AIM OF THE EXERCISE:
Pull every line containing "wooden" from the listing.

"""

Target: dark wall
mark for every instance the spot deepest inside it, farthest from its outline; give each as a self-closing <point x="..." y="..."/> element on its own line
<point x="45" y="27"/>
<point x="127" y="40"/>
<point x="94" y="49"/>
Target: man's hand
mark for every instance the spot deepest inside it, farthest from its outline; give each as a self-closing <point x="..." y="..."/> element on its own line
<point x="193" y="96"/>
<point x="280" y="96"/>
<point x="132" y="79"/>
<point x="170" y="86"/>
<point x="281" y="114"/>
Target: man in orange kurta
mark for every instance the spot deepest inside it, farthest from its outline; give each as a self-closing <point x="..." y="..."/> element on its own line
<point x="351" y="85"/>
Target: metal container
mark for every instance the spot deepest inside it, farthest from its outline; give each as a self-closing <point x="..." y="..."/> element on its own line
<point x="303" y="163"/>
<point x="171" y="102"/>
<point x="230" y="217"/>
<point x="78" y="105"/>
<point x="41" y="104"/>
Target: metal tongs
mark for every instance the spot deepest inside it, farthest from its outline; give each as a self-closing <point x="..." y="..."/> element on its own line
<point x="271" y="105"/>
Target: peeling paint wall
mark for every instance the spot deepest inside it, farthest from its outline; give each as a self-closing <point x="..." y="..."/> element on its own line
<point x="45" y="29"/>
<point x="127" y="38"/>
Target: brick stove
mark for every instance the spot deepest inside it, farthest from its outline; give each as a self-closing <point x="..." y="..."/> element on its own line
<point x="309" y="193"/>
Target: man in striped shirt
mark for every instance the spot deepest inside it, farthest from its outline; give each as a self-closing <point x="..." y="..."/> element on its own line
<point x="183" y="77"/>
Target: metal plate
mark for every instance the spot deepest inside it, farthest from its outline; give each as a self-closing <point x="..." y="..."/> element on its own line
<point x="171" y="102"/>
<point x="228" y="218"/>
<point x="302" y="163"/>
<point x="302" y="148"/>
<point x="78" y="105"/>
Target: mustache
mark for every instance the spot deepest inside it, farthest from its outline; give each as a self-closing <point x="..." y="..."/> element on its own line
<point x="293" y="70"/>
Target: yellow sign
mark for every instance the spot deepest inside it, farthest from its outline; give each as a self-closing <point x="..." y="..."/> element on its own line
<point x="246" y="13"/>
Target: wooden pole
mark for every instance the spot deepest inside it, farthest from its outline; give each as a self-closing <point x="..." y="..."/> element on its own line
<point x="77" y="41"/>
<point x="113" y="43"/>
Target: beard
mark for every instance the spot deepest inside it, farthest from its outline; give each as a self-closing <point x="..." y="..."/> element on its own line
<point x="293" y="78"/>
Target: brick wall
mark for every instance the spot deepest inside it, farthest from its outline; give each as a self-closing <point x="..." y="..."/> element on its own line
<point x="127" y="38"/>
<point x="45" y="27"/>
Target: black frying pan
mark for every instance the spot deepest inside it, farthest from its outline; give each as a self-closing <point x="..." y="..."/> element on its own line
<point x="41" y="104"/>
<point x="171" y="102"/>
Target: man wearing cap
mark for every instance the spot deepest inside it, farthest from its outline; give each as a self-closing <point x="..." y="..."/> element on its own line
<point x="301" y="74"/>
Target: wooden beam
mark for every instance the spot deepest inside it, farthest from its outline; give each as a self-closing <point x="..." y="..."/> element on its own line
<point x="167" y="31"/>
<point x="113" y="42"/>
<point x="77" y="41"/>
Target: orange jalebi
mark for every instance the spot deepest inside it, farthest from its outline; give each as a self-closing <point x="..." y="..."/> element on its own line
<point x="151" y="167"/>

"""

TASK ANSWER:
Target: wooden pole
Target: wooden beam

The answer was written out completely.